(Passage shown):
Climate and Weather Study Notes

General Characteristics: Mid-latitude cyclones are low-pressure cells that cause cold, wet weather, typically characterized by gale-force winds. They develop in mid-latitudes (30°-60° N/S) and travel from west to east.
Pressure and Wind Patterns: Pressure at the cyclone center is below 1000 hPa, with winds converging clockwise in the Southern Hemisphere and anticlockwise in the Northern Hemisphere due to the Coriolis effect.
Forming Conditions: These cyclones develop at the polar front, where warm sub-tropical air meets cold polar air, leading to rise and condensation of air.
Stages of Development: Passes through initial, mature, occluded, and degenerative stages over 2-5 days, with associated weather changes.
Weather Patterns: The weather changes significantly during the stages, dominated by warm and cold sectors separated by fronts, leading to clouds and precipitation.

Characteristics: Tropical cyclones are intense low-pressure systems that develop over warm oceans between 30° N and 30° S, forming primarily at the Inter-Tropical Convergence Zone (ITCZ).

(Referring expression data)
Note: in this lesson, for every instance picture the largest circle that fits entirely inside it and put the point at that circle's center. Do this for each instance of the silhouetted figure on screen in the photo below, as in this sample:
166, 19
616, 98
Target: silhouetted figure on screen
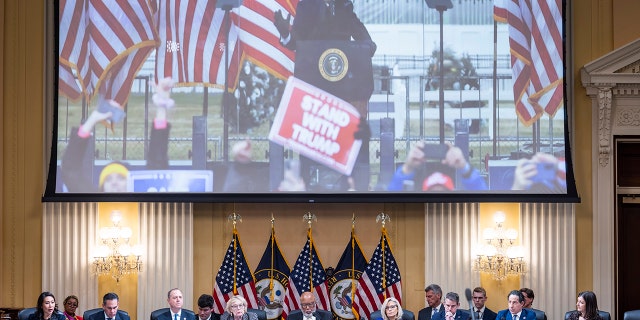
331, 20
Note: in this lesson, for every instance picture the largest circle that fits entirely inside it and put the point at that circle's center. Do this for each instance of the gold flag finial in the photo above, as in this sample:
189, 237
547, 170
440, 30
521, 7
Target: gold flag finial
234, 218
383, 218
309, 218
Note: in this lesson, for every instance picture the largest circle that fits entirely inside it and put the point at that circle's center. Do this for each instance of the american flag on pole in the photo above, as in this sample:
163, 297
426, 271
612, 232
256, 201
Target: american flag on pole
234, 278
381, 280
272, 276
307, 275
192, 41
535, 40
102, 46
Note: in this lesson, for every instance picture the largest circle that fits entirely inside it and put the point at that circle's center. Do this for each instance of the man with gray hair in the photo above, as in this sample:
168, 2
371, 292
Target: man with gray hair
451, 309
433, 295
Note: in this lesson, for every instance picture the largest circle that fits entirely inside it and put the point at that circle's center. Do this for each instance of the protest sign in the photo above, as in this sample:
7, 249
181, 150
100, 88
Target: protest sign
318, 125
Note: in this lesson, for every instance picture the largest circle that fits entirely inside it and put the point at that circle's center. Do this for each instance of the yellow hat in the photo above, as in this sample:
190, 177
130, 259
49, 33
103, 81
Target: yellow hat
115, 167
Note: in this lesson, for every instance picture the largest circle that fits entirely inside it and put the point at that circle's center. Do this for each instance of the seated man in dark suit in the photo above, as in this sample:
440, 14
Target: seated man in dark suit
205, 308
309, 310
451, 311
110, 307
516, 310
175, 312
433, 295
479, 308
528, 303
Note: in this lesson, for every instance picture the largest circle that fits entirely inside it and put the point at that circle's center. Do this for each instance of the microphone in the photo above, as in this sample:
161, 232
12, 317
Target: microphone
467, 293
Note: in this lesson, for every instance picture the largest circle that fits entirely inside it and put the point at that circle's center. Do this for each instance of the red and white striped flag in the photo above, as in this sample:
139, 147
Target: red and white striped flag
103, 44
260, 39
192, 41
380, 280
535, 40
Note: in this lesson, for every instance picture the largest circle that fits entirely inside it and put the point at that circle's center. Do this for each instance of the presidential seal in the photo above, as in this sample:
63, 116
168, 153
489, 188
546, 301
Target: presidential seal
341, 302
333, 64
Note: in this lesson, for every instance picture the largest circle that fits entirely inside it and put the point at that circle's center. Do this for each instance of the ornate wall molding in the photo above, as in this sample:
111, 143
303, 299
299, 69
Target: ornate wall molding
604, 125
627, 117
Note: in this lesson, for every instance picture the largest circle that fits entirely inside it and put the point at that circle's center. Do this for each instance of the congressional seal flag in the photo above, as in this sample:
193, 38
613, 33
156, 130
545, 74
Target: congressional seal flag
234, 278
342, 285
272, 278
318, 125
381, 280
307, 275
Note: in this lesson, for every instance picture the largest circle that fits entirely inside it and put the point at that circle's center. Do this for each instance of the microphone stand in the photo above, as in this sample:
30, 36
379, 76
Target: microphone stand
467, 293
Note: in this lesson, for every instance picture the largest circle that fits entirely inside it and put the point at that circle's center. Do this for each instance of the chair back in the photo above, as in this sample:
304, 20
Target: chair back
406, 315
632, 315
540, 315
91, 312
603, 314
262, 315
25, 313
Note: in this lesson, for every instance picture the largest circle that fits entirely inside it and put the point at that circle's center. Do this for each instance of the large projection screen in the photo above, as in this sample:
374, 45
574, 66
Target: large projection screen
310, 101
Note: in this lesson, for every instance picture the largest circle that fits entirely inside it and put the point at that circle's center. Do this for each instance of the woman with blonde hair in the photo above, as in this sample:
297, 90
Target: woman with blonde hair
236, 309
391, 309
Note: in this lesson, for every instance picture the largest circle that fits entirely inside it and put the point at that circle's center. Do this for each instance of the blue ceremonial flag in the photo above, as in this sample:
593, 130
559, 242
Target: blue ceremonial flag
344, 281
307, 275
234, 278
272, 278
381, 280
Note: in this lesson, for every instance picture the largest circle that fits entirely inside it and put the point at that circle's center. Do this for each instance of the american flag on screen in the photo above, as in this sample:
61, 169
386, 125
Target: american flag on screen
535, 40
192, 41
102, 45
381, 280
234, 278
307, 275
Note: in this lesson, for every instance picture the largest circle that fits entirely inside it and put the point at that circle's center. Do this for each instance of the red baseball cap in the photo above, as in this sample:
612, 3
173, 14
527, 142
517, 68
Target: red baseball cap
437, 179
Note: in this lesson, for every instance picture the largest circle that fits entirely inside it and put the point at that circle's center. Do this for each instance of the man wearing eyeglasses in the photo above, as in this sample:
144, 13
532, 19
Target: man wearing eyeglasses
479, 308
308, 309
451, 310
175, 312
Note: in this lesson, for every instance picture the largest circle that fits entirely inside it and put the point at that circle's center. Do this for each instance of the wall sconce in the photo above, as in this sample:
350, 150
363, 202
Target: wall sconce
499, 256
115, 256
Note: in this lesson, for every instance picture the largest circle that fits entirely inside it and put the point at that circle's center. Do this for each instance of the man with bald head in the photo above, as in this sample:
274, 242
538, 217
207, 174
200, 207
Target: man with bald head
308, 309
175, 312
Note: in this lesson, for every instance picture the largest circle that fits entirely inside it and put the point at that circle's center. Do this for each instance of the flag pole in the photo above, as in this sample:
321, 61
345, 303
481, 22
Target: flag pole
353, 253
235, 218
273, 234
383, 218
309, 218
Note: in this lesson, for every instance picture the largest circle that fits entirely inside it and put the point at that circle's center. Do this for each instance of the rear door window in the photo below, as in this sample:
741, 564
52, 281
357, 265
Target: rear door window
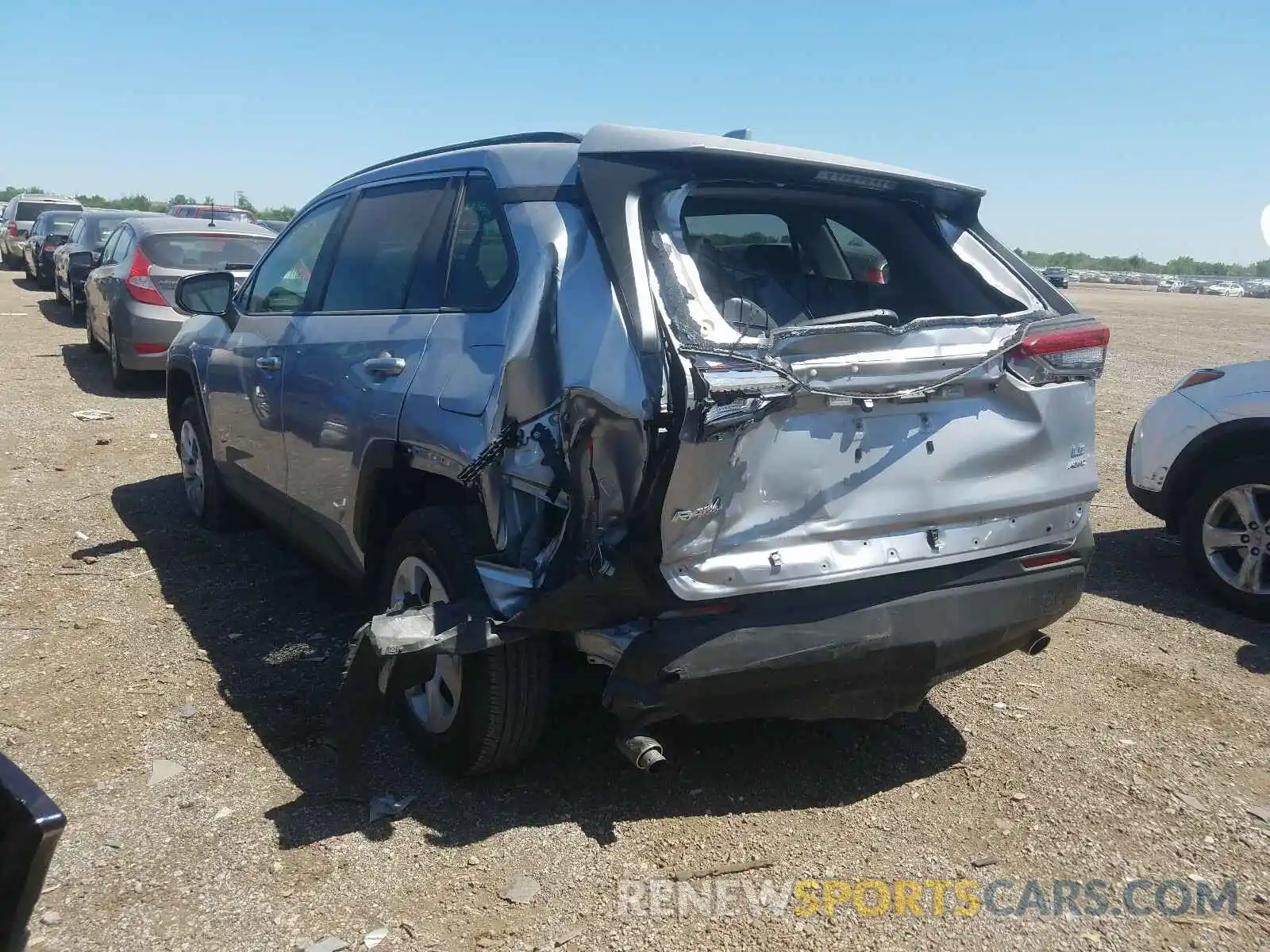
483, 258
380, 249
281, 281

(Task instructions):
1 > According to the climate study notes, in which direction do mid-latitude cyclones travel?
2 > Resume the climate study notes after their last line.

(Responses per task):
1 > From west to east.

2 >
Stages of Development: They have formative, immature, mature, and degenerating stages, with the mature stage experiencing winds up to 300 km/h and heavy rainfall.
Effects: Significant destruction in coastal areas, causing flooding, loss of life, and extensive health crises due to waterborne diseases.
Identification: Recognizable on satellite images by their circular structure and clear eye, often accompanied by storm surge and rainfall.

Definition & Characteristics: High-pressure cells (30° N/S) that bring descending, dry, warm air, affecting weather patterns in Southern Africa. Major anticyclones include South Atlantic, South Indian, and Kalahari.
Seasonal Influence: Their positions change seasonally, influencing summer rainfall and winter droughts in South African regions.
Travelling Disturbances: Include moisture fronts, line thunderstorms, berg winds, and cut-off lows that influence precipitation patterns.

Microclimates: Valleys experience unique temperature variations due to slope aspect affecting sun exposure, leading to warmer north-facing and cooler south-facing slopes.
Winds: Anabatic (upslope) and katabatic (downslope) winds through day-night cycles can cause temperature inversions, leading to frost pockets.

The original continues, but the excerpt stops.